=== Records for the task ===
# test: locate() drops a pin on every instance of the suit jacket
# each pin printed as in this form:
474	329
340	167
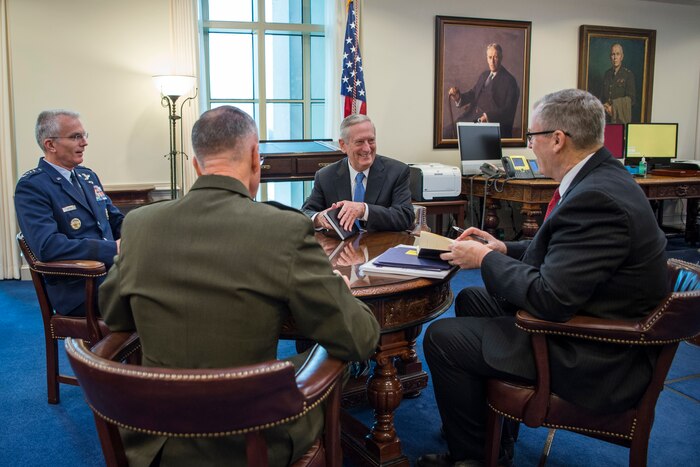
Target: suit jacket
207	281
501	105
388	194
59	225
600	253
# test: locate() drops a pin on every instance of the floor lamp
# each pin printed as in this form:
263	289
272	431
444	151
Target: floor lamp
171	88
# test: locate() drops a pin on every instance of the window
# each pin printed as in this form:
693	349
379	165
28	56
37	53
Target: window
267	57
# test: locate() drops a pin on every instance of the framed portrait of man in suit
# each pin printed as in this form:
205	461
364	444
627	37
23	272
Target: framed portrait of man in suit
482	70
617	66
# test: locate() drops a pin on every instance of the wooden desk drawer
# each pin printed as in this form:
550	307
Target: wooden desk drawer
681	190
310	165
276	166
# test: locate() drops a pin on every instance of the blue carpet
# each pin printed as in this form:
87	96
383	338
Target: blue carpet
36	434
--
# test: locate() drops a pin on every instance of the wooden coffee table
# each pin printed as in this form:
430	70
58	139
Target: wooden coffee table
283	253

=== Activity ===
Across the entries, how many lines include the string "every"? The answer should be only a number.

=== Response to the task ===
7